Entries provided START
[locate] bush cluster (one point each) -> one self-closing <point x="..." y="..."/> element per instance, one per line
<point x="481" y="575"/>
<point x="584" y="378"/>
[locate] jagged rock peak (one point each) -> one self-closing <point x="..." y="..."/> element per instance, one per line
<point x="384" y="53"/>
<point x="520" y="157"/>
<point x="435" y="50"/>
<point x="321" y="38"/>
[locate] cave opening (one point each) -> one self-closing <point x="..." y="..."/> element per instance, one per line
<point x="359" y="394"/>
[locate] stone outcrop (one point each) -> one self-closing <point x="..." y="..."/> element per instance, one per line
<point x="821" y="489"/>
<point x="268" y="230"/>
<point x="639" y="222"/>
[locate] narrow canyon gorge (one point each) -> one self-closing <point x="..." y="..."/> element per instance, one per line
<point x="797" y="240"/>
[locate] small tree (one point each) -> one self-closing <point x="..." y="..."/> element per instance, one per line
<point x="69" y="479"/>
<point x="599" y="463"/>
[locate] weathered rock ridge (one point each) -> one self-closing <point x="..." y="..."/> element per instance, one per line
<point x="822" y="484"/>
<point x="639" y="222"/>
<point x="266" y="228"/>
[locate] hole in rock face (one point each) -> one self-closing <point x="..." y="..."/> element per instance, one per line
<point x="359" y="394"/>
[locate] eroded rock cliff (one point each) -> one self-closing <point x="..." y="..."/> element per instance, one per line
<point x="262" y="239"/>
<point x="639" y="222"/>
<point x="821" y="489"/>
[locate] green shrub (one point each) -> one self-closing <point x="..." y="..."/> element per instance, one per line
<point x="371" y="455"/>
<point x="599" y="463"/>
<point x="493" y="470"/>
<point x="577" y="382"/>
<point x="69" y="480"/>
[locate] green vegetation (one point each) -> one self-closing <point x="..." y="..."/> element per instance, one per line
Entries provided END
## Work to complete
Retype every line of the data above exactly.

## Task solution
[locate] bush cluster (one point each) -> one self-closing <point x="..." y="..."/> element per instance, one per line
<point x="481" y="575"/>
<point x="584" y="378"/>
[locate] jagged rock peak (one point each) -> one self-closing <point x="..." y="..."/> element per instance, one per line
<point x="384" y="53"/>
<point x="520" y="157"/>
<point x="435" y="50"/>
<point x="321" y="38"/>
[locate] cave opening (one point each) -> one self-closing <point x="..." y="..."/> element per instance, one per line
<point x="359" y="394"/>
[locate] stone outcrop (one point each) -> one self-closing <point x="..." y="..."/> element per instance, one per line
<point x="821" y="489"/>
<point x="268" y="230"/>
<point x="639" y="222"/>
[locate] narrow canyon gorge (one point each) -> one self-closing <point x="..." y="..."/> element per instance, one per line
<point x="797" y="240"/>
[locate] small tree (one point each) -> one self-closing <point x="..." y="..."/> element per instance, one per line
<point x="69" y="479"/>
<point x="599" y="463"/>
[locate] weathered rock ridge (one point each) -> one self-closing <point x="..." y="..."/> element per instance, one per line
<point x="822" y="484"/>
<point x="639" y="222"/>
<point x="266" y="228"/>
[locate] hole in rock face (one point each) -> one self-closing <point x="..." y="..."/> element per instance, one per line
<point x="359" y="394"/>
[locate] eroded rock cliff (one point each) -> one self-closing <point x="..." y="..."/> element per instance, one per line
<point x="262" y="239"/>
<point x="639" y="222"/>
<point x="821" y="489"/>
[locate] green shrub (one point each) -> one self-closing <point x="..." y="..."/> element per instance, one per line
<point x="371" y="455"/>
<point x="599" y="463"/>
<point x="493" y="470"/>
<point x="577" y="382"/>
<point x="69" y="480"/>
[locate] green vegetation (one point each) -> one self-closing <point x="..." y="..."/> element per instance, one per line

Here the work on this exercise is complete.